→ Data for analysis:
━━━━━━
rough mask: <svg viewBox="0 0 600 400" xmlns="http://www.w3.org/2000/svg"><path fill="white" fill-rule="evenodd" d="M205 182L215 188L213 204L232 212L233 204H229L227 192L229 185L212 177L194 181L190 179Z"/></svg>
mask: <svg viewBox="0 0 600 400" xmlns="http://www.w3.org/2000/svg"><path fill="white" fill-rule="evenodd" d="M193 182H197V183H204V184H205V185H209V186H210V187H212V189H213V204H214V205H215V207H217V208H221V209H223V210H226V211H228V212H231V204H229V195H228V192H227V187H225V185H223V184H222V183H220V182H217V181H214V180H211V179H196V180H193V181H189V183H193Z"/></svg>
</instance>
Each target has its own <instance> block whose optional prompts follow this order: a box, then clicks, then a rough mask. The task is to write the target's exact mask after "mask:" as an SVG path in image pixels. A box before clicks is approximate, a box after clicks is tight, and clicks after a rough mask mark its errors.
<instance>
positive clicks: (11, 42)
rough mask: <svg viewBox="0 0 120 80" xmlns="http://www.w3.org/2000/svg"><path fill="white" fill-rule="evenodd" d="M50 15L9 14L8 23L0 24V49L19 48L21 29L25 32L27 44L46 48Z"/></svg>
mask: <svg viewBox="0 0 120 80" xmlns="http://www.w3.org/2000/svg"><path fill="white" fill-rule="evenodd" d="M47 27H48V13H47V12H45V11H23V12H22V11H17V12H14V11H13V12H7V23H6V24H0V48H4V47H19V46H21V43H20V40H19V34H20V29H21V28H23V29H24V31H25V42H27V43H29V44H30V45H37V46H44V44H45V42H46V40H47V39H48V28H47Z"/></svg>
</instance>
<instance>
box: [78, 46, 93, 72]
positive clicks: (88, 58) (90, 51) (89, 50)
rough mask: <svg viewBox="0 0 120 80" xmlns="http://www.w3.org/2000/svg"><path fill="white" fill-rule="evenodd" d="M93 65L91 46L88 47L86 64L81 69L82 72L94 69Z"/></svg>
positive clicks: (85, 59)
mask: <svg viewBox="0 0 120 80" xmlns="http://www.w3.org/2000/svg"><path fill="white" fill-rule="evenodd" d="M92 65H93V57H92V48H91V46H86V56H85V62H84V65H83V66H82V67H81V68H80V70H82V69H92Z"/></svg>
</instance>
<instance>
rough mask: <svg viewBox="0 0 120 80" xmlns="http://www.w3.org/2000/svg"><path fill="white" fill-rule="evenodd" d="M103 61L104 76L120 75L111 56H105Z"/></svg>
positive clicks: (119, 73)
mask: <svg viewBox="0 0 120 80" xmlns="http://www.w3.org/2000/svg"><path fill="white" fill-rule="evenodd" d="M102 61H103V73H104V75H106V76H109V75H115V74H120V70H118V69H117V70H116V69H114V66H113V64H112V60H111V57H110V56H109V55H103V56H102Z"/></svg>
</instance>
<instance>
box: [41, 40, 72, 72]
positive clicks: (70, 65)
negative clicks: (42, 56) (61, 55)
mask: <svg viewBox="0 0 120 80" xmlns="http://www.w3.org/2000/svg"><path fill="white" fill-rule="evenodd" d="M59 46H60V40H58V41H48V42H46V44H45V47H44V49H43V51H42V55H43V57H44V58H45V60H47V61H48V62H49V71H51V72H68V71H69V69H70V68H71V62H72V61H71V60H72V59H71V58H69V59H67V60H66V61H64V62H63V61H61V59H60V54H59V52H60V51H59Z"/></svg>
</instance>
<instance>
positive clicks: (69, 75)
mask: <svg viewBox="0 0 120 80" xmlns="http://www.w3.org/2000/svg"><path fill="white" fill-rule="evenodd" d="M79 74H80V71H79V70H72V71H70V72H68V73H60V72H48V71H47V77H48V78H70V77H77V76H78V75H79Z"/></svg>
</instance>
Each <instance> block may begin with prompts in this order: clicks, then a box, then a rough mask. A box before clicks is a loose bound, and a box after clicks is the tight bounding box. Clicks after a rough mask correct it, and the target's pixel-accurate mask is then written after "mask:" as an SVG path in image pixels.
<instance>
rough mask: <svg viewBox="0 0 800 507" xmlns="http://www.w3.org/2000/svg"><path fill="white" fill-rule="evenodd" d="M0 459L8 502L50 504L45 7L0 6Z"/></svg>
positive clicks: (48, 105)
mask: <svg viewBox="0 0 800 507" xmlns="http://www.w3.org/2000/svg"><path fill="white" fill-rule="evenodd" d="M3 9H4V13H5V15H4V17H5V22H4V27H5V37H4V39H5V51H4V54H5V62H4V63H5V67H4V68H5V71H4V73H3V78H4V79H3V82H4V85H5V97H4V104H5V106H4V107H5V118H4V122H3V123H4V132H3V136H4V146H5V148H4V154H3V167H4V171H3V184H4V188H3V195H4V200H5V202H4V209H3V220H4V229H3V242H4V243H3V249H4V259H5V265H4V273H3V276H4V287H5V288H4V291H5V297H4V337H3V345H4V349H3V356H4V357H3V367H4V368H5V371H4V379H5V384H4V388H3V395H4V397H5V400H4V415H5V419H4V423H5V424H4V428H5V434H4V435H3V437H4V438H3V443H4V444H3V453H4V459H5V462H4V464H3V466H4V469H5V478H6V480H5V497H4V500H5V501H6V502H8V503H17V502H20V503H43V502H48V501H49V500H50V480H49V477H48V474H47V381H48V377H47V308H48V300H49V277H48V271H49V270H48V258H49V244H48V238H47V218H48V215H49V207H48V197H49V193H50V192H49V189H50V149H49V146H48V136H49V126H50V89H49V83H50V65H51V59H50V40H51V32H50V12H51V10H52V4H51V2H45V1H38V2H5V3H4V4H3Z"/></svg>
━━━━━━
→ Work to complete: Take the material above and return all of it exactly.

→ Answer section:
rough mask: <svg viewBox="0 0 600 400" xmlns="http://www.w3.org/2000/svg"><path fill="white" fill-rule="evenodd" d="M205 182L215 188L213 204L232 212L233 204H229L227 192L229 185L212 177L194 181L190 179Z"/></svg>
mask: <svg viewBox="0 0 600 400" xmlns="http://www.w3.org/2000/svg"><path fill="white" fill-rule="evenodd" d="M193 182H197V183H204V184H205V185H209V186H210V187H212V189H213V204H214V205H215V207H217V208H221V209H223V210H226V211H228V212H231V204H229V195H228V192H227V187H225V185H223V184H222V183H220V182H217V181H214V180H211V179H196V180H193V181H189V183H193Z"/></svg>
</instance>
Each target has its own <instance> block whose optional prompts follow this order: a box, then clicks, then a rough mask. The task is to write the target's exact mask after "mask:" as an SVG path in image pixels. A box before clicks is approximate, a box after clicks is tight, and clicks after a rough mask mark its errors.
<instance>
positive clicks: (11, 42)
rough mask: <svg viewBox="0 0 120 80" xmlns="http://www.w3.org/2000/svg"><path fill="white" fill-rule="evenodd" d="M50 15L9 14L8 23L0 24V49L19 48L21 29L25 32L27 44L46 48Z"/></svg>
mask: <svg viewBox="0 0 120 80" xmlns="http://www.w3.org/2000/svg"><path fill="white" fill-rule="evenodd" d="M47 27H48V13H47V12H45V11H23V12H22V11H17V12H14V11H13V12H7V23H6V24H0V48H4V47H19V46H21V43H20V40H19V34H20V29H21V28H23V29H24V31H25V42H27V43H29V44H30V45H37V46H44V44H45V42H46V40H47V39H48V28H47Z"/></svg>
</instance>
<instance>
box: [78, 46, 93, 72]
positive clicks: (88, 58) (90, 51) (89, 50)
rough mask: <svg viewBox="0 0 120 80" xmlns="http://www.w3.org/2000/svg"><path fill="white" fill-rule="evenodd" d="M93 65L91 46L88 47L86 64L81 69L82 72L94 69Z"/></svg>
positive clicks: (85, 59)
mask: <svg viewBox="0 0 120 80" xmlns="http://www.w3.org/2000/svg"><path fill="white" fill-rule="evenodd" d="M92 65H93V57H92V48H91V46H86V56H85V62H84V65H83V66H82V67H81V68H80V70H82V69H92Z"/></svg>
</instance>
<instance>
rough mask: <svg viewBox="0 0 120 80" xmlns="http://www.w3.org/2000/svg"><path fill="white" fill-rule="evenodd" d="M103 61L104 76L120 75L111 56H105Z"/></svg>
positive clicks: (119, 73)
mask: <svg viewBox="0 0 120 80" xmlns="http://www.w3.org/2000/svg"><path fill="white" fill-rule="evenodd" d="M102 61H103V73H104V75H106V76H109V75H115V74H120V70H118V69H117V70H116V69H114V66H113V64H112V60H111V57H110V56H109V55H103V56H102Z"/></svg>
</instance>
<instance>
box: [41, 40, 72, 72]
positive clicks: (70, 65)
negative clicks: (42, 56) (61, 55)
mask: <svg viewBox="0 0 120 80" xmlns="http://www.w3.org/2000/svg"><path fill="white" fill-rule="evenodd" d="M59 46H60V40H58V41H48V42H46V44H45V47H44V49H43V51H42V55H43V57H44V58H45V60H47V61H48V62H49V71H51V72H68V71H69V69H70V68H71V62H72V61H71V60H72V59H71V58H69V59H67V60H66V61H64V62H63V61H61V59H60V54H59V52H60V51H59Z"/></svg>
</instance>
<instance>
positive clicks: (69, 75)
mask: <svg viewBox="0 0 120 80" xmlns="http://www.w3.org/2000/svg"><path fill="white" fill-rule="evenodd" d="M79 74H80V71H79V70H72V71H70V72H68V73H60V72H48V71H47V77H48V78H70V77H77V76H78V75H79Z"/></svg>
</instance>
Each <instance> block may begin with prompts in this order: clicks, then a box, then a rough mask. A box before clicks is a loose bound, and a box after clicks is the tight bounding box. Clicks after a rough mask correct it, and the target's pixel-accurate mask is then written after "mask:" as an SVG path in image pixels.
<instance>
rough mask: <svg viewBox="0 0 800 507" xmlns="http://www.w3.org/2000/svg"><path fill="white" fill-rule="evenodd" d="M0 459L8 502L50 504L45 7L0 6Z"/></svg>
positive clicks: (48, 105)
mask: <svg viewBox="0 0 800 507" xmlns="http://www.w3.org/2000/svg"><path fill="white" fill-rule="evenodd" d="M3 9H4V13H5V15H4V17H5V22H4V27H5V37H4V39H5V51H4V54H5V62H4V63H5V67H4V68H5V71H4V73H3V78H4V79H3V82H4V85H5V97H4V104H5V106H4V107H5V118H4V122H3V123H4V132H3V136H4V146H5V148H4V154H3V167H4V171H3V184H4V188H3V195H4V200H5V202H4V209H3V220H4V229H3V242H4V243H3V249H4V259H5V265H4V273H3V276H4V287H5V288H4V291H5V297H4V337H3V345H4V349H3V356H4V357H3V367H4V368H5V371H4V379H5V384H4V388H3V395H4V397H5V400H4V415H5V419H4V423H5V424H4V428H5V434H4V435H3V437H4V438H3V443H4V444H3V453H4V459H5V462H4V464H3V466H4V469H5V478H6V480H5V497H4V500H5V501H6V502H8V503H17V502H20V503H43V502H48V501H49V500H50V480H49V477H48V474H47V381H48V377H47V308H48V300H49V277H48V271H49V270H48V258H49V244H48V238H47V218H48V215H49V207H48V197H49V193H50V192H49V189H50V149H49V146H48V136H49V126H50V89H49V83H50V65H51V59H50V40H51V32H50V12H51V10H52V4H51V2H45V1H38V2H5V3H4V4H3Z"/></svg>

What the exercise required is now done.